:: EXTRACT TO READ

Sun, Feb 04, 2007 - Page 17 News List

BITCH

It's an insult often thrown at women who are strong, ambitious and outspoken. We'll take that as a compliment then

By Kate Figes  /  THE GUARDIAN , LONDON

Bitches are people too, as Meryl Streep showed in her performance as the powerful editor of a famous fashion magazine in last year's hit movie The Devil Wears Prada.

PHOTOS: AP

Far more unites men and women than divides us, but when it comes to negative stereotypes, women win hands down. Girls are "bossy" and grow into women who "nag," while boys of all ages are "authoritative" and "natural-born leaders." When men go out for a drink together it is considered positive social interaction or "networking," when women get together they "gossip." But the stereotype that many women hate the most is "bitch." Men bitch too, of course, only in their case it is dubbed Machiavellian (with a palpable hint of respect) or they are hailed for their acerbic wit. As the actor Bette Davis once said: "When a man gives his opinion, he's a man; when a woman gives her opinion, she's a bitch."

::::

WHAT THE TASK REQUIRES:
Can you copy the article on the insult "bitch" from "Sun, Feb 04, 2007" up to and including "Devil Wears Prada."? The data after this article comes from a separate source.

:: DATA TO EXAMINE

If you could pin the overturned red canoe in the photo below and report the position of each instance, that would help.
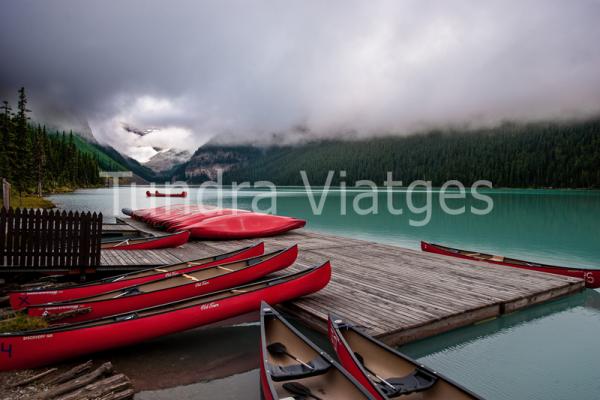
(167, 290)
(161, 242)
(36, 348)
(591, 276)
(187, 220)
(243, 226)
(22, 299)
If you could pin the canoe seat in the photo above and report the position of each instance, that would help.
(128, 292)
(298, 371)
(417, 381)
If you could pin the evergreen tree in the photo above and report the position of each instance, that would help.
(6, 142)
(22, 170)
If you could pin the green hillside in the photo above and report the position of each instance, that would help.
(105, 162)
(558, 155)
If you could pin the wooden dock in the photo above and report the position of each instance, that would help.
(397, 294)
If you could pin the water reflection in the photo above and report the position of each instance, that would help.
(543, 352)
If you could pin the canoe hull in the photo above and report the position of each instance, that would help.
(328, 381)
(244, 226)
(590, 276)
(162, 242)
(22, 299)
(35, 350)
(120, 305)
(372, 350)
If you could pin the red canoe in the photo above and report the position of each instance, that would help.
(301, 362)
(243, 226)
(22, 299)
(183, 222)
(159, 194)
(591, 276)
(387, 373)
(160, 242)
(36, 348)
(170, 289)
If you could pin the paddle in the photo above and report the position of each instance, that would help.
(279, 349)
(362, 361)
(299, 389)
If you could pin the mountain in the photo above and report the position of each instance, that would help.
(548, 154)
(208, 159)
(127, 162)
(165, 160)
(109, 159)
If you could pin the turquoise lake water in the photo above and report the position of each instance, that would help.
(544, 352)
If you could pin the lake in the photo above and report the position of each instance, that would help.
(544, 352)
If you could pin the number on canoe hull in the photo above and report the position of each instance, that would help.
(6, 349)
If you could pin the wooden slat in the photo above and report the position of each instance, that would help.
(34, 239)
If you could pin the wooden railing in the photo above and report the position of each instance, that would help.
(50, 240)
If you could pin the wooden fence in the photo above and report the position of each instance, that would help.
(50, 240)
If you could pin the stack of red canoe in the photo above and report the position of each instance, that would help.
(142, 305)
(216, 223)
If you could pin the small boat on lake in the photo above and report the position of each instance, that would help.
(387, 373)
(166, 290)
(35, 348)
(590, 276)
(25, 298)
(292, 367)
(156, 242)
(159, 194)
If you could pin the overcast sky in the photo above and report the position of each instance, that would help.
(254, 69)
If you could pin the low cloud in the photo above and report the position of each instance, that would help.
(254, 71)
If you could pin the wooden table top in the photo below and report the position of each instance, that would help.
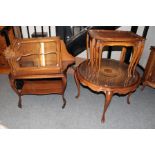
(112, 35)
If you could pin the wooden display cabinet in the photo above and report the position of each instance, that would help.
(4, 67)
(149, 73)
(38, 66)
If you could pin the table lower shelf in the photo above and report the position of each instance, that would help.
(39, 87)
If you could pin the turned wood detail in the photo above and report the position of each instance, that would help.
(40, 65)
(149, 73)
(107, 75)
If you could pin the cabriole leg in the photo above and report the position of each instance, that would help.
(108, 96)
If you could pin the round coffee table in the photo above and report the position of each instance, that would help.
(111, 79)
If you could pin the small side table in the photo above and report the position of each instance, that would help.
(107, 75)
(149, 73)
(38, 66)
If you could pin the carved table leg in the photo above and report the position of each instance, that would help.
(12, 83)
(77, 83)
(143, 86)
(128, 98)
(64, 82)
(64, 101)
(108, 97)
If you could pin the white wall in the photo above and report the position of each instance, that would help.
(38, 29)
(150, 41)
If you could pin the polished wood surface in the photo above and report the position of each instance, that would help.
(4, 67)
(38, 66)
(110, 76)
(149, 73)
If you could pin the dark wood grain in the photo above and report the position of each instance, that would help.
(107, 75)
(26, 63)
(149, 73)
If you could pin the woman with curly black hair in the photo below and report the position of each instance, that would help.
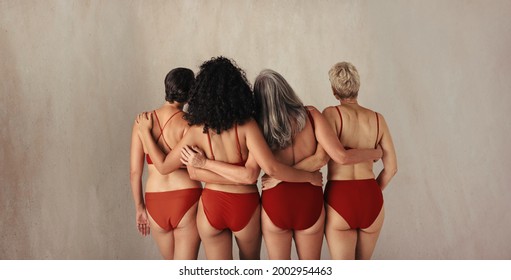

::::

COMPLETED EXERCISE:
Sun, Feb 04, 2007 - Page 17 News List

BITCH

It's an insult often thrown at women who are strong, ambitious and outspoken. We'll take that as a compliment then

By Kate Figes  /  THE GUARDIAN , LONDON

Bitches are people too, as Meryl Streep showed in her performance as the powerful editor of a famous fashion magazine in last year's hit movie The Devil Wears Prada.